EXERCISE DATA START
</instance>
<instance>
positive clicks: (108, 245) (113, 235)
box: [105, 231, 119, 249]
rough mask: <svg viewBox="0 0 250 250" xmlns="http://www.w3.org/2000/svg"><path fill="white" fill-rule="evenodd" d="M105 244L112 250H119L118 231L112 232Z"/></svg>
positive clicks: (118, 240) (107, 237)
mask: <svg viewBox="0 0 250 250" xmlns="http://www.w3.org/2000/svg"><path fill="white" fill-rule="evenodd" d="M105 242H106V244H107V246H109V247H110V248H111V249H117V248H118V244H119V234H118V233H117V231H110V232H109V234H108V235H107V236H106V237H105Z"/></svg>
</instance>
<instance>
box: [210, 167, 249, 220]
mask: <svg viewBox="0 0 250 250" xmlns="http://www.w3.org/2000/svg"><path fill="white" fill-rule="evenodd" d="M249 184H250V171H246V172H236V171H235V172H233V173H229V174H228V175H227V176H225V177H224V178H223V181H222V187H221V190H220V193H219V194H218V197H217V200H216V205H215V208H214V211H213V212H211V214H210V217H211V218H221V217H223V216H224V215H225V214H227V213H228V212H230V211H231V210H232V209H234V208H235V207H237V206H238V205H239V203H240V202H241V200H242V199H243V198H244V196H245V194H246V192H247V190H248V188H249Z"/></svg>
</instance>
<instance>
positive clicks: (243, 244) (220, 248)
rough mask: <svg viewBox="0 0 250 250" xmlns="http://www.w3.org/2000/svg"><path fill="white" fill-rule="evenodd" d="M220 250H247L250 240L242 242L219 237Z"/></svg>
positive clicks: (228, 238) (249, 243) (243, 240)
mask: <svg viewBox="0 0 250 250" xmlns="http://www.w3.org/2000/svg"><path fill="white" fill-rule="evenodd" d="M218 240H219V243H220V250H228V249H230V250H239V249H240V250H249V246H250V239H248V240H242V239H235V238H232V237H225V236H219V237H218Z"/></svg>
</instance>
EXERCISE DATA END
**JOB**
Present every line of the material above as a numbered list, skipping any blank lines.

**WRITTEN REPLY**
1. </instance>
2. <instance>
3. positive clicks: (108, 245) (113, 235)
4. box: [105, 231, 119, 249]
5. rough mask: <svg viewBox="0 0 250 250" xmlns="http://www.w3.org/2000/svg"><path fill="white" fill-rule="evenodd" d="M105 244L112 250H119L118 231L112 232Z"/></svg>
6. positive clicks: (118, 240) (107, 237)
7. mask: <svg viewBox="0 0 250 250" xmlns="http://www.w3.org/2000/svg"><path fill="white" fill-rule="evenodd" d="M105 242H106V244H107V246H109V247H110V248H111V249H117V248H118V244H119V234H118V233H117V231H110V232H109V234H108V235H107V236H106V237H105Z"/></svg>
8. </instance>
9. <instance>
10. box: [210, 167, 249, 220]
11. mask: <svg viewBox="0 0 250 250" xmlns="http://www.w3.org/2000/svg"><path fill="white" fill-rule="evenodd" d="M249 184H250V171H246V172H236V171H235V172H233V173H229V174H228V175H227V176H225V177H224V178H223V181H222V187H221V190H220V193H219V194H218V197H217V200H216V205H215V208H214V211H213V212H211V214H210V217H211V218H221V217H223V216H224V215H225V214H227V213H228V212H230V211H231V210H232V209H234V208H235V207H237V206H238V205H239V203H240V202H241V200H242V199H243V198H244V196H245V194H246V192H247V190H248V188H249Z"/></svg>
12. </instance>
13. <instance>
14. positive clicks: (243, 244) (220, 248)
15. rough mask: <svg viewBox="0 0 250 250" xmlns="http://www.w3.org/2000/svg"><path fill="white" fill-rule="evenodd" d="M220 250H247L250 240L242 242L219 237Z"/></svg>
16. positive clicks: (228, 238) (249, 243) (243, 240)
17. mask: <svg viewBox="0 0 250 250" xmlns="http://www.w3.org/2000/svg"><path fill="white" fill-rule="evenodd" d="M218 240H219V243H220V250H228V249H230V250H239V249H240V250H249V246H250V239H248V240H242V239H235V238H232V237H225V236H219V237H218Z"/></svg>
18. </instance>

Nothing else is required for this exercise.